Exercise »
Copy out all the records below, swapping each "Trace" for "Draw" and changing nothing else. Leave the pictures out of your copy.

Material »

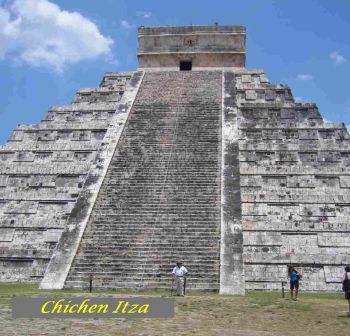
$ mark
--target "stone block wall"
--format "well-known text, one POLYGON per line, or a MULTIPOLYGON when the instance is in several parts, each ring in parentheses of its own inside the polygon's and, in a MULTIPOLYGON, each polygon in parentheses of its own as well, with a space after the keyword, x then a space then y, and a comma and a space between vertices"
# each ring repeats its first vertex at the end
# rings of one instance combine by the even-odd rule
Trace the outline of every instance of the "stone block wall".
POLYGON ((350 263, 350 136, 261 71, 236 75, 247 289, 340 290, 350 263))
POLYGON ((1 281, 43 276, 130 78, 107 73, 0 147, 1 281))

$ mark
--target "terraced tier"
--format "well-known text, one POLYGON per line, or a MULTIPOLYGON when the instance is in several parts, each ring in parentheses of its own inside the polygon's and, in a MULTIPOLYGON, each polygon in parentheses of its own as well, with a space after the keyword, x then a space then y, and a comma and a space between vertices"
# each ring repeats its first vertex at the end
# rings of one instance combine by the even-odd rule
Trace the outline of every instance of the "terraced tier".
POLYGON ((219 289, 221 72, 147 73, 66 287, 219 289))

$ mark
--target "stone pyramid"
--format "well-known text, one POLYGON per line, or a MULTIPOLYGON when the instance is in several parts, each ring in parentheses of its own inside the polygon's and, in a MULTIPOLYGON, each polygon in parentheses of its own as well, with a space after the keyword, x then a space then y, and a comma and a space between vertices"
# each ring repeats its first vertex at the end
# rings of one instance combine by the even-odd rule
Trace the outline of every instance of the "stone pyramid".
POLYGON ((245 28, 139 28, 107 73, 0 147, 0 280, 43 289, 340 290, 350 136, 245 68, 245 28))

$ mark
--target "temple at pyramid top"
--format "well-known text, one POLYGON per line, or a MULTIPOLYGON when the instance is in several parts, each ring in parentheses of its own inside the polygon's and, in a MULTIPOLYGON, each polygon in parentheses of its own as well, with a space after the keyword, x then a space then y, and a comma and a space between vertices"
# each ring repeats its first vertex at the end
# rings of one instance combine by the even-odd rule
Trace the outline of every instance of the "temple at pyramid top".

Answer in full »
$ mark
--target "stone block wall"
--format "well-known text, one POLYGON per line, or a MULTIPOLYGON when the instance is in several parts, each ring in parentheses of its own inside the polygon's and, in a MULTIPOLYGON, each polygon in parentheses of its own as well, with a space after the keyword, x then a space then y, and a comma and a space between vertices"
# each ring repeats its first vertex at the end
# rings of one instance combine by the even-odd rule
Draw the outline of every instance of the "stone block wall".
POLYGON ((350 263, 350 136, 261 71, 236 75, 247 289, 340 290, 350 263))
POLYGON ((1 281, 43 276, 130 78, 107 73, 0 147, 1 281))

$ mark
--target "terraced tier"
--format "well-known text, one POLYGON per line, or a MULTIPOLYGON when the instance is in several parts, each ring in parentheses of its own inside the polygon's and, in a MULTIPOLYGON, each polygon in parentheses of its own as well, with a space after the keyword, x then a space then y, and a comma and a space between vertices"
# each ring repeats its first vertex at the end
# rings of one instance combine by the even-odd rule
Draw the outline of every instance of the "terraced tier".
POLYGON ((219 289, 221 72, 147 73, 66 287, 219 289))

$ mark
--target "stone pyramid"
--format "well-known text, one POLYGON per line, or a MULTIPOLYGON when the instance is in several parts, each ring in parentheses of its own inside the polygon's and, in a MULTIPOLYGON, each polygon in parentheses of its own as well, with a space after the keyword, x then a space then y, and a comma and a space between vertices"
# each ring repeats its first vertex at the end
# rings of one instance combine by the even-odd rule
Draw the outline of every instance of the "stone pyramid".
POLYGON ((245 28, 139 28, 107 73, 0 147, 0 280, 43 289, 340 290, 350 136, 245 68, 245 28))

$ mark
--target "temple at pyramid top"
--format "well-known text, one POLYGON per line, or a MULTIPOLYGON when the instance is in several parts, each ring in parentheses of its own inside the polygon's and, in a MULTIPOLYGON, each polygon in parentheses of its own as well, with a space after the keyword, x then a space then y, and a comma and a space between vertices"
# each ring repeats its first vertex at the end
# rings of one instance combine by the even-odd rule
Draw the outline of every instance of the "temple at pyramid top".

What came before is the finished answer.